----- Data records -----
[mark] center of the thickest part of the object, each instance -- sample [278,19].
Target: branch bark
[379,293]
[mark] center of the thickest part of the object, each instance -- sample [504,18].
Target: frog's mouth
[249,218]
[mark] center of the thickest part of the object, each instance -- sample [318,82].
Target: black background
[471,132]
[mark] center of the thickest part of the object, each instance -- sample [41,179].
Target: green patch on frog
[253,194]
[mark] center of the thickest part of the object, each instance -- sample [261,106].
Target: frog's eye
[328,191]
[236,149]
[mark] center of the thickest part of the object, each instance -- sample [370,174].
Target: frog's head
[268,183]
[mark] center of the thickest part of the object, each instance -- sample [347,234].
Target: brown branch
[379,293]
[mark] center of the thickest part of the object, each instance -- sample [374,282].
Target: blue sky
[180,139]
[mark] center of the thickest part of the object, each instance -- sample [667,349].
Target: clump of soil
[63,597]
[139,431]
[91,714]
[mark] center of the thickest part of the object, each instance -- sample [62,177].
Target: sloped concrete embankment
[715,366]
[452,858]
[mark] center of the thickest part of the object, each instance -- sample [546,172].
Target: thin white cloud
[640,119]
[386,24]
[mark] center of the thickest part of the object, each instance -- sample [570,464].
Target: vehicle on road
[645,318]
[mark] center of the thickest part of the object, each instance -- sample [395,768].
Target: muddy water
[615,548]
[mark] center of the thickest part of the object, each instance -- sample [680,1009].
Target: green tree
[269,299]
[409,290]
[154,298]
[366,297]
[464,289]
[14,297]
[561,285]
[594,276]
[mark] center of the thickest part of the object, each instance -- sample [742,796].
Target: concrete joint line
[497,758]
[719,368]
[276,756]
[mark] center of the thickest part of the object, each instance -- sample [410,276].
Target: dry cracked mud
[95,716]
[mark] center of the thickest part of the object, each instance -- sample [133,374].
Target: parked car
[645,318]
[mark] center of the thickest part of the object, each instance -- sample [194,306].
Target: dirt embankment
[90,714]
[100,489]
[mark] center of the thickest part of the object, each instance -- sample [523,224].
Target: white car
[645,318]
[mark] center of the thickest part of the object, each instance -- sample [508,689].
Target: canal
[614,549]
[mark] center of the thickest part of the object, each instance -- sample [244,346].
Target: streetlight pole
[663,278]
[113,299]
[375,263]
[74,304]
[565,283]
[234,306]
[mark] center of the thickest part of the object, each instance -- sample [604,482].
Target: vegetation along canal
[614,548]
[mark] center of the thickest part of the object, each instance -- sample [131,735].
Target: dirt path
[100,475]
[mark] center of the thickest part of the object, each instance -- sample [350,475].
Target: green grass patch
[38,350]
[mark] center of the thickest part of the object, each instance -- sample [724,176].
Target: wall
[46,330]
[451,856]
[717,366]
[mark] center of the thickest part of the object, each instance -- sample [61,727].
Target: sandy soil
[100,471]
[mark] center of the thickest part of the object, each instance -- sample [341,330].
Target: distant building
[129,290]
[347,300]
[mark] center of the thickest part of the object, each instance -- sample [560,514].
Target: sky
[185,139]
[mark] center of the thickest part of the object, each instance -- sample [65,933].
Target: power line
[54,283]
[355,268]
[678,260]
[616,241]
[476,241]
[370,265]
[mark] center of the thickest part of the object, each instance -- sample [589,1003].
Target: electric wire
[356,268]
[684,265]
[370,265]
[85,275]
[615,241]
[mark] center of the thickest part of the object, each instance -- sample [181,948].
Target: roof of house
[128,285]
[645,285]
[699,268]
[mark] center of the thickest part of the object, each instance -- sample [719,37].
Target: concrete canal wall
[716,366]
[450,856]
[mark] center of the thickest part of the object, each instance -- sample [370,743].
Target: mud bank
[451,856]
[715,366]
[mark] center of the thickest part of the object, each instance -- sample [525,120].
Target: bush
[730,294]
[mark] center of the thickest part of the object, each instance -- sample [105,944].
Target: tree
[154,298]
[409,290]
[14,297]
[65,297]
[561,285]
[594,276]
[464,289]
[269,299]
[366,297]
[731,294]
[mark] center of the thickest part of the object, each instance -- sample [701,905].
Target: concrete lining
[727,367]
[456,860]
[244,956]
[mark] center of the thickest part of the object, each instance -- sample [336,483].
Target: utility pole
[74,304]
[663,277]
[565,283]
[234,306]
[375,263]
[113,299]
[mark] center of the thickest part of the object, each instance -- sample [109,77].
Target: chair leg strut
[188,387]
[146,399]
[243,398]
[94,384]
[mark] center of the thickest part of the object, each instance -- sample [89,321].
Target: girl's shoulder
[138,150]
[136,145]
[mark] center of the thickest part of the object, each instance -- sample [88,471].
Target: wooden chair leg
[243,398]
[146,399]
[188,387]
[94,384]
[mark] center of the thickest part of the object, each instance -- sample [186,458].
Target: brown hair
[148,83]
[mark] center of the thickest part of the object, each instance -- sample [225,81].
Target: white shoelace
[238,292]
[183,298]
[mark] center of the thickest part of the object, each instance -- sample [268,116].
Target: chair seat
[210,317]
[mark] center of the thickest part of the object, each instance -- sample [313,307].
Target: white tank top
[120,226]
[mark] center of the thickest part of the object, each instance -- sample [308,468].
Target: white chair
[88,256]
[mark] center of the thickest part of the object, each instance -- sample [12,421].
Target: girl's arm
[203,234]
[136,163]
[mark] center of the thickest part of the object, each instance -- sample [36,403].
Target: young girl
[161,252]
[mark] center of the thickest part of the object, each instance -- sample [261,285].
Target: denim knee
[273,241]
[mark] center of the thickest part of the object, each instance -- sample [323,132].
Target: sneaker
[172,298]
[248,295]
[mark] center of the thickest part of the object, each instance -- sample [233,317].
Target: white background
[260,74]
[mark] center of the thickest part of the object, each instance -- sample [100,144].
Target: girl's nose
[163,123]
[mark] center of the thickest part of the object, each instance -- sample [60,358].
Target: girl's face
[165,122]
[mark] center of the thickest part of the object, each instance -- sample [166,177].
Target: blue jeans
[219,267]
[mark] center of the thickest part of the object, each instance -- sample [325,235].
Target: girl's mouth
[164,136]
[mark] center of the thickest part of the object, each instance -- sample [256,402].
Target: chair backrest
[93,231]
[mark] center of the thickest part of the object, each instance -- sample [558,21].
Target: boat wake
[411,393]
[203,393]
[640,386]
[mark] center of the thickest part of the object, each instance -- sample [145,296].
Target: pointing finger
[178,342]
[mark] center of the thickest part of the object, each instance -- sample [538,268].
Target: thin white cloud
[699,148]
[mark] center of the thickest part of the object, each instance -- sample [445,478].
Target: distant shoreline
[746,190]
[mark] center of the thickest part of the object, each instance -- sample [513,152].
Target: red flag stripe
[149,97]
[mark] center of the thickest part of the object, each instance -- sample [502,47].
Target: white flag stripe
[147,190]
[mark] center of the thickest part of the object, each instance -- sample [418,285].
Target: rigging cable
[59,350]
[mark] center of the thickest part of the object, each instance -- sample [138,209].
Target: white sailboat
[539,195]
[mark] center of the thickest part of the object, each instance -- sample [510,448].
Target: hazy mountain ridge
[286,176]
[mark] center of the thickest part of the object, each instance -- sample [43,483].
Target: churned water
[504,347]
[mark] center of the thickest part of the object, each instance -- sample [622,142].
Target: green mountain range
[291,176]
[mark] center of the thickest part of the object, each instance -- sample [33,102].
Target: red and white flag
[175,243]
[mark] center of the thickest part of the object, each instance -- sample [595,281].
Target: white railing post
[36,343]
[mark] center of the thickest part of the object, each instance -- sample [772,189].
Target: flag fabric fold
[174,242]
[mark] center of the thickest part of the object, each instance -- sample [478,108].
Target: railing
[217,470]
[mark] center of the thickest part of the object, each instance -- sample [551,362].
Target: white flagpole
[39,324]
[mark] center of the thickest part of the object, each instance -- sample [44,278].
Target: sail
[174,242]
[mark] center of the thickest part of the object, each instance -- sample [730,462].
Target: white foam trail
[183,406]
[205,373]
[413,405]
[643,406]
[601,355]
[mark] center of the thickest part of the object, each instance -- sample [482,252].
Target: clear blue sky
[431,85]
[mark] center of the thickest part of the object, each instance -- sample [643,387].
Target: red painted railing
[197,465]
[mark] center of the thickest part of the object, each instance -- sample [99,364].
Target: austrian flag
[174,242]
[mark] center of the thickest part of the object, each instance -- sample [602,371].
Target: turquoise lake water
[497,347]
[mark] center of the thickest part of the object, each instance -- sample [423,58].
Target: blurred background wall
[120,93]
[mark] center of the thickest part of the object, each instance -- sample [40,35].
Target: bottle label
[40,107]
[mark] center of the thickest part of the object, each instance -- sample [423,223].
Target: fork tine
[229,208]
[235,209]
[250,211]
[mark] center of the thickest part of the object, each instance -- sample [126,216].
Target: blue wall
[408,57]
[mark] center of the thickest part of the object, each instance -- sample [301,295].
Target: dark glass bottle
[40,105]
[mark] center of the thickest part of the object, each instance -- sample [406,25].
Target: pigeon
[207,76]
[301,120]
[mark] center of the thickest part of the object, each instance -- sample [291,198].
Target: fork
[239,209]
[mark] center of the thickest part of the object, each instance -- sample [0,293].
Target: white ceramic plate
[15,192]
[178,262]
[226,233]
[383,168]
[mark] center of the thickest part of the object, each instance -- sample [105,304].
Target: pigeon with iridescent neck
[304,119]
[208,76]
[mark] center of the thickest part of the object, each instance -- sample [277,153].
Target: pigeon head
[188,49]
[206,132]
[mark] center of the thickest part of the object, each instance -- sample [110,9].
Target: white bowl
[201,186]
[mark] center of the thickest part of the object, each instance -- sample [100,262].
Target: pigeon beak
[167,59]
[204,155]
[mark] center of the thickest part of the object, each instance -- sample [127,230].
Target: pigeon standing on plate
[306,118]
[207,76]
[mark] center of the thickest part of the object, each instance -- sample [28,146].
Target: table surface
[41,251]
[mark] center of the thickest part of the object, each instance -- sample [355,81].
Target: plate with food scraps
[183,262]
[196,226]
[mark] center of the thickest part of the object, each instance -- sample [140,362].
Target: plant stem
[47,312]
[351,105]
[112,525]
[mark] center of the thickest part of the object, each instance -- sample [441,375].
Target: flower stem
-----
Transcribe the rows from the line containing "-- sample [100,262]." through the last line of the rows, keeping both ends and reproducing every line without any change.

:: Problem solution ::
[mark] center of the thickest part of the object, each instance -- sample [100,262].
Target: pigeon beak
[167,59]
[204,155]
[mark] center of the thickest part of the object, each instance -- sample [127,230].
Target: pigeon standing on plate
[306,118]
[207,76]
[mark] center of the thickest part of the object, each instance -- sample [28,146].
Target: table surface
[41,251]
[mark] center of the thickest part of the object, each instance -- sample [355,81].
Target: plate with food scraps
[183,262]
[196,226]
[mark] center of the thickest part of the object, each instance -- sample [140,362].
Target: plant stem
[47,312]
[351,105]
[112,525]
[mark] center of the thickest part of the object, each instance -- sample [441,375].
Target: flower stem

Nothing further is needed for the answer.